Selected passage:
[START]
Lab 2B - Tangent Planes
Math 2374 - University of Minnesota
http://www.math.umn.edu/math2374
questions to: rogness@math.umn.edu, drake@math.umn.edu

Introduction

In last week's lab, we investigated properties of continuity, differentiability, and partial derivatives.  In this lab, all of the functions we consider will be differentiable, which as we learned means that we can approximate the function at any given point with a linear approximation, or "tangent plane."

There's an important point here: earlier we talked about whether a function is differentiable at the point Overscript[x, ⇀] = Overscript[a, ⇀]; if we say that a function is "differentiable" without any modifier, we mean that it is differentiable at every point, or at least every point where it is defined.  Go to the following web page:

http://www.math.umn.edu/~rogness/multivar/tanplane.shtml

(Or, alternatively, expand the subsection below labeled "Tangent Plane Example" and evaluate the cell there.)  This demo shows you part of a paraboloid with a tangent plane at a certain point;  you can click and drag the point to move it around, and LiveGraphics3D will automatically show you the tangent plane at the new point.

This is intended to reinforce the point that a "differentiable" function doesn't have one single tangent plane (or linear approximation, if you prefer that language).  Rather, it has a different linear approximation at each point!
[END]
Record extracts:
[START]
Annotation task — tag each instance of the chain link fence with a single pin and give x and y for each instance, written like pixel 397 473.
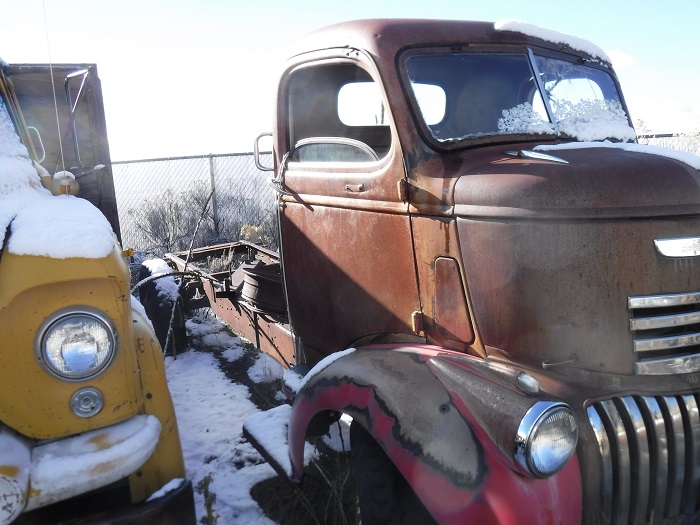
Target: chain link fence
pixel 164 203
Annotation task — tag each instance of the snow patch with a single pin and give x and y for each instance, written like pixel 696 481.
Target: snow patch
pixel 587 121
pixel 171 485
pixel 269 429
pixel 338 438
pixel 65 468
pixel 168 289
pixel 265 369
pixel 525 28
pixel 41 224
pixel 323 364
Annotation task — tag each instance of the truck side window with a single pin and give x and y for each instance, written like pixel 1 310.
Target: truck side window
pixel 342 119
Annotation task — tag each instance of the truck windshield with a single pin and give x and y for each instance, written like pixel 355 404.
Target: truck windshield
pixel 491 95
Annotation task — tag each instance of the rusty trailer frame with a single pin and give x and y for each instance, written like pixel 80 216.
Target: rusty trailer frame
pixel 244 297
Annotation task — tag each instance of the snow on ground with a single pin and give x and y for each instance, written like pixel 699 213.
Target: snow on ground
pixel 211 409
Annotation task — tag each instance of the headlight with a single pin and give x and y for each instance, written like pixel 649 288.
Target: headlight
pixel 76 345
pixel 546 439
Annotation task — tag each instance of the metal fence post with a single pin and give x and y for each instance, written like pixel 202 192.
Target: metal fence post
pixel 215 210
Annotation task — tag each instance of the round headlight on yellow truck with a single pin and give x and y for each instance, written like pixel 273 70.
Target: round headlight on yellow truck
pixel 76 344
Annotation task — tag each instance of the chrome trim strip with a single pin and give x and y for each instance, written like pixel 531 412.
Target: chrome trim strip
pixel 624 485
pixel 642 459
pixel 659 469
pixel 677 467
pixel 668 365
pixel 679 247
pixel 664 343
pixel 664 321
pixel 606 467
pixel 656 301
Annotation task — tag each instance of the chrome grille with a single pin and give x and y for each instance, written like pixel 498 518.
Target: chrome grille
pixel 650 457
pixel 666 331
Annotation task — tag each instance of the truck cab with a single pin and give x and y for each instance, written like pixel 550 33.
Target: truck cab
pixel 87 427
pixel 488 273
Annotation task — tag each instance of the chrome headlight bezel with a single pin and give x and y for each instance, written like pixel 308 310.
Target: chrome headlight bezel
pixel 533 422
pixel 50 357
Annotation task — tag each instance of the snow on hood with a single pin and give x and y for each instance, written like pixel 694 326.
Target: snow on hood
pixel 682 156
pixel 42 224
pixel 550 35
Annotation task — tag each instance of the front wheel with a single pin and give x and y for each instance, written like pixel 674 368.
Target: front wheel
pixel 385 497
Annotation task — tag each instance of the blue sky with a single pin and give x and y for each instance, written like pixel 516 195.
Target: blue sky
pixel 190 77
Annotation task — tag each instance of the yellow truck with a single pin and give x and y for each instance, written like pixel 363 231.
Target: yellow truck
pixel 88 432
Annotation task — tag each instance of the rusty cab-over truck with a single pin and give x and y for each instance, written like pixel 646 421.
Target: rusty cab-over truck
pixel 489 274
pixel 87 425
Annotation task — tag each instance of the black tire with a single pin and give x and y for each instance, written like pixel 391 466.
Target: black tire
pixel 384 496
pixel 160 311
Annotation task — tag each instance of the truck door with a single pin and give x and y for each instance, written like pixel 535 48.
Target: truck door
pixel 82 146
pixel 345 231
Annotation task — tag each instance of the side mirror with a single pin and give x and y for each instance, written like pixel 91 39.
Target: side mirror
pixel 263 157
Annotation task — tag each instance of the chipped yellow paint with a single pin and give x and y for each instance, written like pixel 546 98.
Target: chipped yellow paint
pixel 104 468
pixel 9 471
pixel 100 441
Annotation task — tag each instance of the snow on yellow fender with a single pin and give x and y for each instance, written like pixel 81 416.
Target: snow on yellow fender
pixel 66 468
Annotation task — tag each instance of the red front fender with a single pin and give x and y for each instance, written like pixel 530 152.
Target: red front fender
pixel 428 433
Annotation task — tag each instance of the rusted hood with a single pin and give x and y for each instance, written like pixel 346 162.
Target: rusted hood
pixel 553 251
pixel 589 182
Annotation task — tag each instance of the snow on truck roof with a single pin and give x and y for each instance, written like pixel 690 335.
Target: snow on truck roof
pixel 386 36
pixel 552 36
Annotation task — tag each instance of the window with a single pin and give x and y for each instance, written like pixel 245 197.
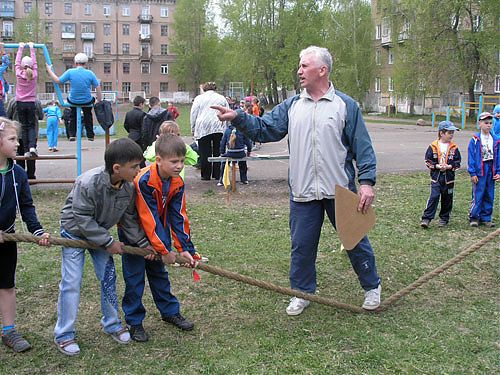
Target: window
pixel 68 8
pixel 48 27
pixel 478 85
pixel 163 86
pixel 126 87
pixel 49 8
pixel 145 68
pixel 28 6
pixel 391 58
pixel 49 87
pixel 107 86
pixel 106 29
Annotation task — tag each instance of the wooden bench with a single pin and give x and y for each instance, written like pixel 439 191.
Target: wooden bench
pixel 216 159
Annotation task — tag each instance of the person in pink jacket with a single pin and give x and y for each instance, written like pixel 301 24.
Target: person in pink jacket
pixel 26 75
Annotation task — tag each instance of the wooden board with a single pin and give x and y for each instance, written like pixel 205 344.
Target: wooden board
pixel 352 225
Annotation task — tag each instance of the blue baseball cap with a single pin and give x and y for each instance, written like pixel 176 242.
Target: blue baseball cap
pixel 447 125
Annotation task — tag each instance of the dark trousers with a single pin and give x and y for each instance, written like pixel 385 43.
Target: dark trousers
pixel 439 190
pixel 87 121
pixel 306 220
pixel 26 113
pixel 208 146
pixel 27 165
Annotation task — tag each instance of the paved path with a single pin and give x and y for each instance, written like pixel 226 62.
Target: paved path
pixel 399 148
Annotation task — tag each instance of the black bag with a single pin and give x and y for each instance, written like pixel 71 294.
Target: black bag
pixel 104 114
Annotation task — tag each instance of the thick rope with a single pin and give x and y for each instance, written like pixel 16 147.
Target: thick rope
pixel 270 286
pixel 430 275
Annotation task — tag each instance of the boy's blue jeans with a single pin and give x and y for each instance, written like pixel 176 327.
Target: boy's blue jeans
pixel 73 261
pixel 306 220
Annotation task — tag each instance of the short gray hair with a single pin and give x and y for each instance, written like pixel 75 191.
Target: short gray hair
pixel 321 54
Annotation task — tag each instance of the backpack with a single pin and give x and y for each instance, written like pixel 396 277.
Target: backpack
pixel 104 114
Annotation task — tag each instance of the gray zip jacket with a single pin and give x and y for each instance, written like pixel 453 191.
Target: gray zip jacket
pixel 94 206
pixel 324 138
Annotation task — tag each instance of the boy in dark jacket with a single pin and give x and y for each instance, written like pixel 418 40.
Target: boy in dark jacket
pixel 443 159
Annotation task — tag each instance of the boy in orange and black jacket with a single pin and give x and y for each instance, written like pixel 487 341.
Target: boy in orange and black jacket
pixel 161 207
pixel 443 159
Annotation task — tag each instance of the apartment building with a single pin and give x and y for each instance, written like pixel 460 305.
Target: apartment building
pixel 127 41
pixel 383 97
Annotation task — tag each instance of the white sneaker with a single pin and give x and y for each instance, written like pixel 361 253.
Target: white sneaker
pixel 372 298
pixel 296 306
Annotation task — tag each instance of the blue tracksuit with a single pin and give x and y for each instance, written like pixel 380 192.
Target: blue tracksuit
pixel 53 114
pixel 483 193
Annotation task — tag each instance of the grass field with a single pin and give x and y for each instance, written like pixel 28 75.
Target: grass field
pixel 448 326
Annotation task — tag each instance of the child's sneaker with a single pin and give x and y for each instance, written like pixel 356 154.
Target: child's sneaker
pixel 296 306
pixel 14 340
pixel 372 298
[END]
Stated task A: Print everything in the tangent planes lab from "This is intended" down to "at each point!".
Stated task B:
Answer these questions using the tangent planes lab:
(i) What is the course number for this lab?
(ii) What property will all of the functions considered in this lab have?
(iii) What surface does the demo show part of?
Stated task C: Translate this sentence from the tangent planes lab into Spanish: "Rather, it has a different linear approximation at each point!"
The lines have no connection to the tangent planes lab.

Task response A:
This is intended to reinforce the point that a "differentiable" function doesn't have one single tangent plane (or linear approximation, if you prefer that language).  Rather, it has a different linear approximation at each point!

Task response B:
(i) Math 2374
(ii) They will be differentiable.
(iii) A paraboloid

Task response C: Más bien, ¡tiene una aproximación lineal diferente en cada punto!